# two SIEG millers combined



## oxotnik (Oct 31, 2015)

SIEG SU1 knee mill comes with a milling head that lacks a quill.  To do horizontal milling requires dissasembly of the vertical head, taking it out and plugging it into the horizontal mounting position; quite a hassle. 

The SIEG X1 comes with a nice milling head, albeit at a smaller Morse-2 taper. 

Take the milling head of the X1 and put it on the SU1; now we have a nice little knee mill with a permanent horizontal / milling milling heads.


The finished machine:


























Before the conversion:

the SU1:











A pair of X1.  One of them was used for this conversion; the other kept complete as original.











Some progress photos:















































Looking ahead, this machine will receive a CNC upgrade... 

Thanks for looking.


----------



## velocette (Nov 1, 2015)

Hi
At last a truly universal milling machine for the home workshop.
An excellent job very well done and no doubt will be copied many times.
 Thanks for sharing

Eric


----------



## canadianhorsepower (Nov 1, 2015)

Nice modification Thm:Thm:

but why not going with a U1 that has the same specs
but factory made ??

here is the link

http://www.siegind.com/products_detail/&productId=162.html


----------



## oxotnik (Nov 5, 2015)

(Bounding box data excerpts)
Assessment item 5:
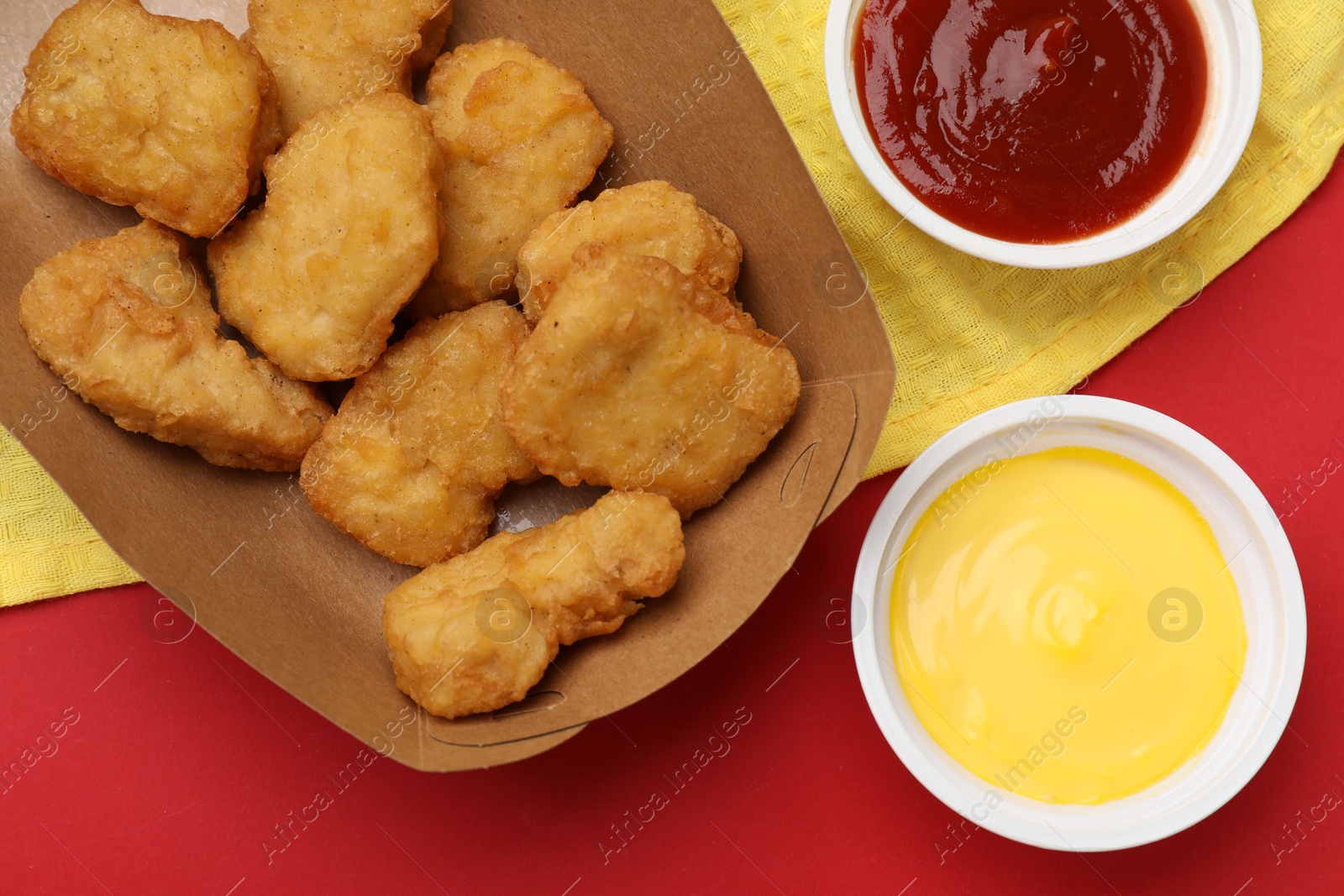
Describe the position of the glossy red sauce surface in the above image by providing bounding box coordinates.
[855,0,1208,244]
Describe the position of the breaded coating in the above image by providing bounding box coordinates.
[500,244,800,517]
[300,302,536,567]
[251,0,453,136]
[207,92,442,381]
[9,0,281,237]
[383,491,685,719]
[18,222,332,470]
[517,180,742,324]
[412,39,612,317]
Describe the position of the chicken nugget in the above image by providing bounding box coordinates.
[207,92,442,381]
[9,0,280,237]
[412,39,613,317]
[300,302,536,567]
[500,244,800,517]
[251,0,453,136]
[383,491,685,719]
[517,180,742,324]
[18,222,332,470]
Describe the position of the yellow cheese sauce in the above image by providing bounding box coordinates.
[891,448,1246,804]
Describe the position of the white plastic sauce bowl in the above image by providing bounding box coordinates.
[851,395,1306,851]
[825,0,1262,267]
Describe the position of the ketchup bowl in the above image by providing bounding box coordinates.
[849,395,1306,851]
[825,0,1262,269]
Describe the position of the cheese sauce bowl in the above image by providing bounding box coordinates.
[849,395,1306,851]
[825,0,1262,269]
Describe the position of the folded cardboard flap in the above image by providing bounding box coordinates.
[0,0,895,771]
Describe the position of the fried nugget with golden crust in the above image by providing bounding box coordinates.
[500,244,801,517]
[412,39,613,317]
[18,222,332,470]
[517,180,742,324]
[208,92,442,381]
[251,0,453,136]
[9,0,281,237]
[300,302,536,567]
[383,491,685,719]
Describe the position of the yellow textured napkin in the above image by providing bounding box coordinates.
[717,0,1344,475]
[0,427,139,607]
[0,0,1344,605]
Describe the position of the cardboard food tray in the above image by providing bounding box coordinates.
[8,0,895,771]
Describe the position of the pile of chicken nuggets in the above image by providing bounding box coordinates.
[11,0,800,719]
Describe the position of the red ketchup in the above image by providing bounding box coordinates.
[855,0,1208,244]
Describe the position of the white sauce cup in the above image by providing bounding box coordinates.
[849,395,1306,851]
[825,0,1262,269]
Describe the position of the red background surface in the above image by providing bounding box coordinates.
[8,172,1344,896]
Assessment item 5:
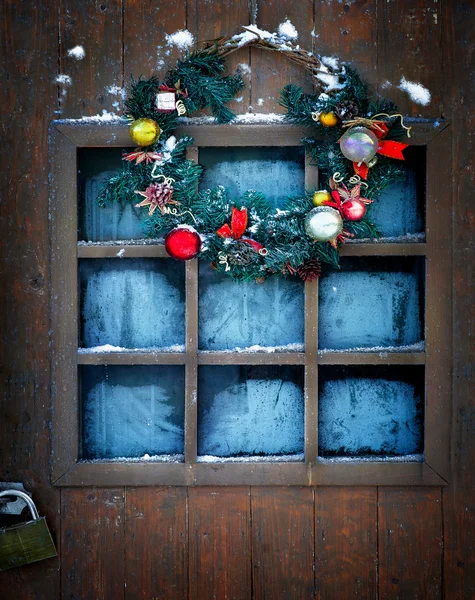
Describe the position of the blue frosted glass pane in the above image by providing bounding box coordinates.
[198,365,304,457]
[318,367,423,456]
[80,258,185,348]
[79,148,148,242]
[318,258,423,350]
[368,148,425,237]
[199,147,305,208]
[81,365,185,459]
[199,262,304,350]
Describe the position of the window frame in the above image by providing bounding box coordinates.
[50,120,452,486]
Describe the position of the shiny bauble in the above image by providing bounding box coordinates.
[165,227,201,260]
[305,206,343,242]
[312,190,332,206]
[341,198,366,221]
[340,127,379,164]
[318,112,338,127]
[129,119,161,146]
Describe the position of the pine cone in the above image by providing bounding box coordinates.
[297,258,321,281]
[335,100,359,121]
[226,241,256,265]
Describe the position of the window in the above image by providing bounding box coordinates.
[51,121,451,486]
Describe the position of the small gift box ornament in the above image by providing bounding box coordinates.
[0,490,57,571]
[155,92,176,112]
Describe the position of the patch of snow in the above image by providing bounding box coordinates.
[399,76,431,106]
[81,454,185,464]
[318,454,424,464]
[278,19,299,40]
[196,453,305,463]
[55,74,73,85]
[68,46,86,60]
[318,342,425,358]
[78,344,185,354]
[320,56,340,71]
[165,29,195,50]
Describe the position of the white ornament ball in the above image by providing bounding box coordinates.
[305,206,343,242]
[340,127,379,163]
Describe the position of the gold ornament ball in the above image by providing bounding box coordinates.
[312,190,332,206]
[318,112,338,127]
[129,119,161,146]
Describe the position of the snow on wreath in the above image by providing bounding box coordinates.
[98,21,430,282]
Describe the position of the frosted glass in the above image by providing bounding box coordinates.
[79,148,148,242]
[198,366,304,457]
[318,259,423,350]
[81,365,185,459]
[80,258,185,348]
[199,262,304,350]
[318,368,423,456]
[199,147,305,208]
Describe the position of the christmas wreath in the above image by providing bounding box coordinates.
[98,26,410,281]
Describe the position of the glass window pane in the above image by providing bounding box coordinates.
[78,148,148,242]
[318,257,424,350]
[80,258,185,351]
[199,262,304,351]
[318,367,424,456]
[198,365,304,460]
[368,147,425,237]
[81,365,185,460]
[199,147,305,208]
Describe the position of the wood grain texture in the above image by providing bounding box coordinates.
[315,487,377,600]
[314,0,378,85]
[251,487,314,600]
[377,0,445,117]
[378,487,442,600]
[123,0,186,85]
[58,0,124,118]
[125,487,188,600]
[189,487,251,600]
[186,0,251,114]
[0,0,60,600]
[61,488,125,600]
[442,2,475,600]
[251,0,314,113]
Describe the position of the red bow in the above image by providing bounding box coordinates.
[216,206,264,252]
[353,121,409,179]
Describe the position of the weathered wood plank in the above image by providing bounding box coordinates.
[0,0,60,600]
[251,0,313,113]
[377,0,444,117]
[61,489,125,600]
[251,487,314,600]
[442,1,475,600]
[314,0,377,83]
[125,487,188,600]
[59,0,123,118]
[124,0,186,85]
[378,488,442,600]
[315,487,378,600]
[189,487,251,600]
[186,0,251,114]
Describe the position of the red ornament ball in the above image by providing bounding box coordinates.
[165,227,201,260]
[341,198,366,221]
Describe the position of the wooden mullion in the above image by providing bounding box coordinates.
[198,352,305,365]
[340,242,427,256]
[77,243,170,258]
[318,350,425,365]
[77,350,186,365]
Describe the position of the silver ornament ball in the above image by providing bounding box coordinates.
[340,127,379,163]
[305,206,343,242]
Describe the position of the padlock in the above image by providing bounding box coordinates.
[0,490,57,571]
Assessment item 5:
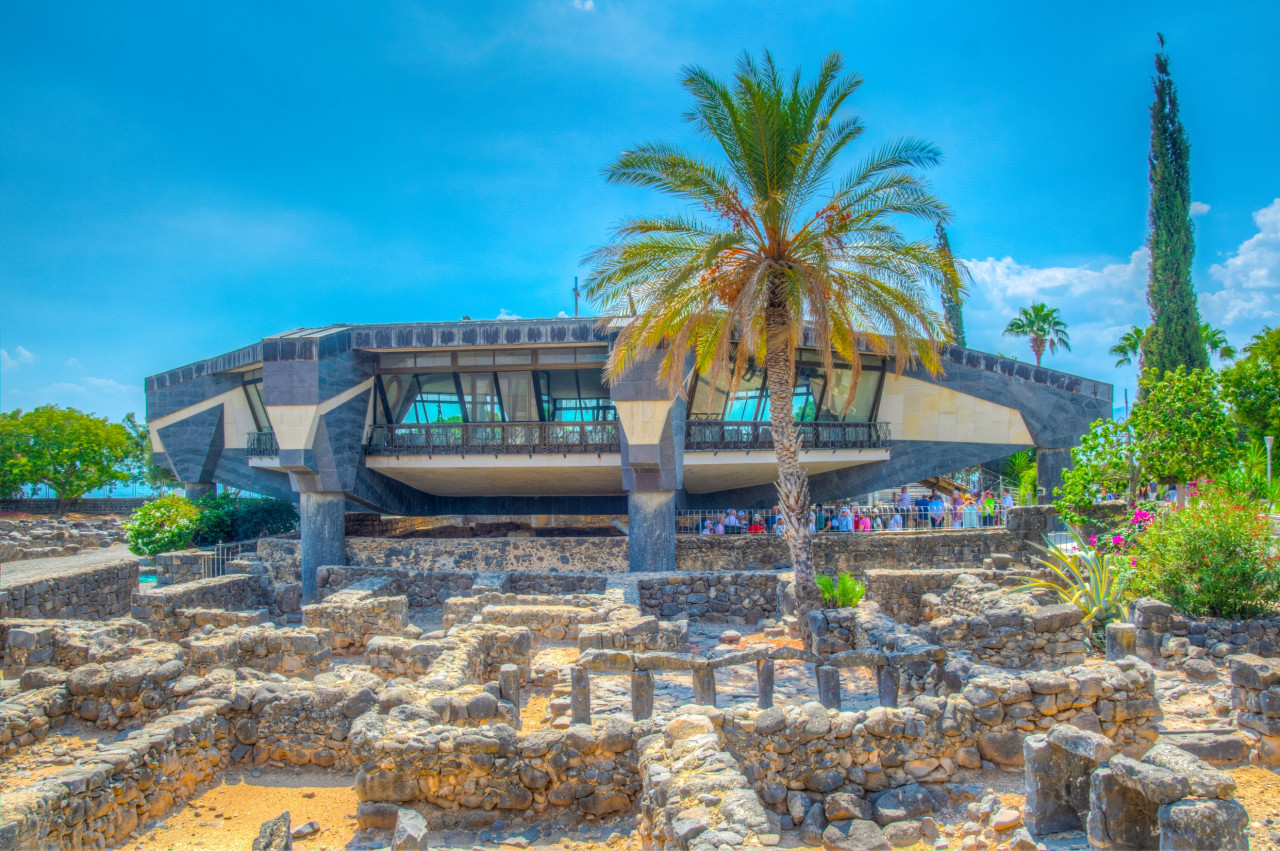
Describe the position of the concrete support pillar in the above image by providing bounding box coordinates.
[755,659,773,709]
[1036,447,1071,505]
[627,490,676,573]
[876,665,899,709]
[631,671,653,720]
[818,665,840,709]
[298,491,347,603]
[1107,623,1138,662]
[694,668,716,706]
[182,481,218,499]
[568,665,591,724]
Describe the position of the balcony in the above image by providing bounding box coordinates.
[244,431,280,458]
[685,420,890,452]
[365,422,621,456]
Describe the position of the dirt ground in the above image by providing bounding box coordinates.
[122,769,357,851]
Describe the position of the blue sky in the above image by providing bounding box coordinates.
[0,0,1280,417]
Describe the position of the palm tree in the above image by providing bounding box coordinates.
[1005,302,1071,366]
[588,52,963,616]
[1201,322,1236,362]
[1107,325,1147,367]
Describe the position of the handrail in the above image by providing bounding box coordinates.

• **GOALS**
(a) Answer these questions from the forum thread on combining two SIEG millers:
(i) What taper does the milling head of the SIEG X1 use?
(ii) What upgrade does the original poster say the finished machine will receive?
(iii) Which factory-made machine does canadianhorsepower suggest as an alternative?
(b) Carry on the forum thread on combining two SIEG millers, starting right after its final line.

• **RESPONSES TO THE EXERCISE**
(a)
(i) A Morse-2 taper.
(ii) A CNC upgrade.
(iii) A U1.

(b)
it is indeed a factory made SU1 (same as U1, except for the brushless motor). ..  

The factory stock SU1 comes with just one milling spindle, two mounting positions (vertical and horizontal).  So switching between horizontal and vertical milling operation requires moving the spindle.  Also the milling spindle doesn't have a quill; thus drilling requires raising the knee. 

My mod addresses these two short comings of the SU1, which is otherwise a fantastic little mill IMHO.





canadianhorsepower said:


> Nice modification Thm:Thm:
> 
> but why not going with a U1 that has the same specs
> but factory made ??
> ...


----------



## 10K Pete (Nov 5, 2015)

You've built what I think is the perfect HSM milling machine. You can
send one, pre-paid of course , to Nordland, WA. and it will be well
used!!

Great work!!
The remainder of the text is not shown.